- Source material:
- Opening Delimiter -
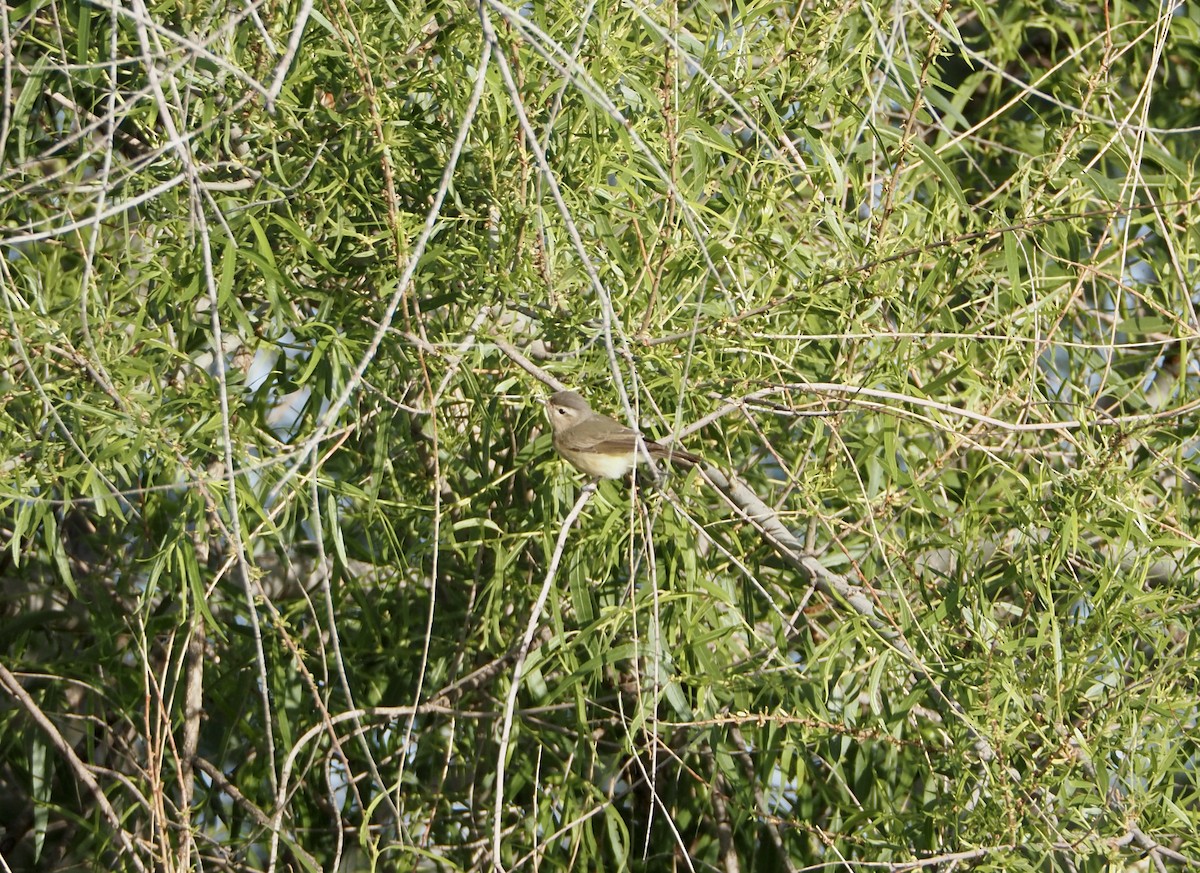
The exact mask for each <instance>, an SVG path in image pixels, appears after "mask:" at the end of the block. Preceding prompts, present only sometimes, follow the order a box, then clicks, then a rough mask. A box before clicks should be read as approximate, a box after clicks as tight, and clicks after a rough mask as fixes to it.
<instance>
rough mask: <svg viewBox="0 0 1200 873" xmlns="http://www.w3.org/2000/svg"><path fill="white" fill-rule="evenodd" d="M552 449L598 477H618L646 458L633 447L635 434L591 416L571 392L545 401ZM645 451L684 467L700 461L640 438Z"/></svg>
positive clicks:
- Closing Delimiter -
- Opening Delimiter -
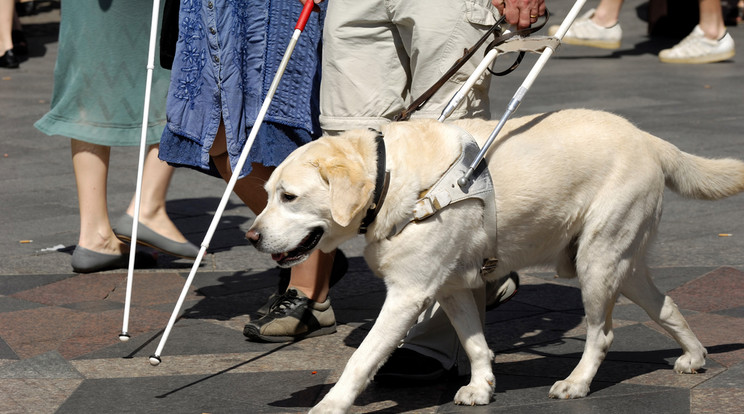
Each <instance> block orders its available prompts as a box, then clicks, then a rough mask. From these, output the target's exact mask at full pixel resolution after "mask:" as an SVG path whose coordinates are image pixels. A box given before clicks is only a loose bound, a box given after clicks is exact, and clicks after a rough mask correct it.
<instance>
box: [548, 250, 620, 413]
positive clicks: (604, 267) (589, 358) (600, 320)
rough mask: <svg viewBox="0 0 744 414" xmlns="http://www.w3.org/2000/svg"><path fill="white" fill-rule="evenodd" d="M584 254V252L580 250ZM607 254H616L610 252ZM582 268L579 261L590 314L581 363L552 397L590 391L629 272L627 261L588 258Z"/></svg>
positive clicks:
- Closing Delimiter -
- Opening Delimiter -
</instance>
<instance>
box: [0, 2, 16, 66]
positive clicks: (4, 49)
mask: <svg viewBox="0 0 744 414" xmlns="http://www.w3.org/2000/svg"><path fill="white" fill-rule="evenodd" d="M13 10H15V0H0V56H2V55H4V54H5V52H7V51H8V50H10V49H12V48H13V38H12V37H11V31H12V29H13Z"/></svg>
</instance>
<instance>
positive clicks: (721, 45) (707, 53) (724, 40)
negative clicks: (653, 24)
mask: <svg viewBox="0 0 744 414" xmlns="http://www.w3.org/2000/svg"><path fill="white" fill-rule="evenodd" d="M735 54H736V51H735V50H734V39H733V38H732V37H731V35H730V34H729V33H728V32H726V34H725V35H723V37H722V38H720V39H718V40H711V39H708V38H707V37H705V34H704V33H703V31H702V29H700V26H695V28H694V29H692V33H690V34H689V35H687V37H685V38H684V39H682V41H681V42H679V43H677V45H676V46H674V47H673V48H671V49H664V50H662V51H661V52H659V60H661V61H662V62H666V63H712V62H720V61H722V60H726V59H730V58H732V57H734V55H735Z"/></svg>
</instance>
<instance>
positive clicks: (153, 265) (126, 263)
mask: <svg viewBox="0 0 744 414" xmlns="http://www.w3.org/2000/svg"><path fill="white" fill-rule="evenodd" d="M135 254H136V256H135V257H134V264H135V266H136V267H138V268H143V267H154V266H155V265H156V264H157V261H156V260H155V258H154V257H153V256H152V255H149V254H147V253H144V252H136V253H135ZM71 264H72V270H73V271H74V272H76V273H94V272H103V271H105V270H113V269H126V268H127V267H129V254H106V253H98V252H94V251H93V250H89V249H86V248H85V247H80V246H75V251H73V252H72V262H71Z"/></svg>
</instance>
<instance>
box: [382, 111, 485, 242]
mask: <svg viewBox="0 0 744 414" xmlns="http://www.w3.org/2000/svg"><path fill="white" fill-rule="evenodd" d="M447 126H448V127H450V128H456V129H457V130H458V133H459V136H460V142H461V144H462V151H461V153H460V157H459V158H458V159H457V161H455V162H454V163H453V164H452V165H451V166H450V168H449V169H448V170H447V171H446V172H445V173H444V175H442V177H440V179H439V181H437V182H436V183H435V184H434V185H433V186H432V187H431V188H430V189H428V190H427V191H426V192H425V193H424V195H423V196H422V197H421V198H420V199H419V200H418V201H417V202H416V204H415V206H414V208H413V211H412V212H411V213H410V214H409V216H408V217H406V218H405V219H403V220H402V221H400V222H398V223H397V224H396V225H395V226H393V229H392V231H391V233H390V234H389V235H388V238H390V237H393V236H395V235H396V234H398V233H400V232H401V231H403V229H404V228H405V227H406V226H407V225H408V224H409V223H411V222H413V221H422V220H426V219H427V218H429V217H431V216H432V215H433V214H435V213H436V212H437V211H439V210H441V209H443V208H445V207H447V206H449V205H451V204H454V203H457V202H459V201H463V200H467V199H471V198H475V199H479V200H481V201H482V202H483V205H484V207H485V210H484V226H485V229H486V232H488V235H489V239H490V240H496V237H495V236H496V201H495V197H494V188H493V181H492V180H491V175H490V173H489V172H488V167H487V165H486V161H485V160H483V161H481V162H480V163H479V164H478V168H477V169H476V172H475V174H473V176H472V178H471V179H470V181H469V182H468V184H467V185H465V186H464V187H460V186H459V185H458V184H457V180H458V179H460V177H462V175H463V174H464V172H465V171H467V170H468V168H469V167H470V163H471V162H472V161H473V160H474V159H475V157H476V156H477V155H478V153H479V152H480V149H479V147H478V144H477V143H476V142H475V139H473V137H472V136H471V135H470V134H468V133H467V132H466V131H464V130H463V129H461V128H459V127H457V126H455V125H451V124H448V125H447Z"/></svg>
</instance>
- Closing Delimiter -
- Exercise description: Your answer should reproduce each line of the listing that holds the word "after".

- Written response:
The exact mask for each <instance>, an SVG path in image pixels, appears after "mask:" at the end of the block. Preceding prompts, present only sometimes, follow the order a box, then clicks, then a rough mask. A box before clicks should be read as approximate, a box after clicks as tight, and clicks after a rough mask as fixes to it.
Each <instance> block orders its available prompts as a box, then clicks, then a rough mask. From these, output the target's exact mask at full pixel resolution after "mask:" as an SVG path whose coordinates are image pixels. A box given before clicks is only a loose bound, a box given after clicks is exact, and clicks after a rough mask correct it.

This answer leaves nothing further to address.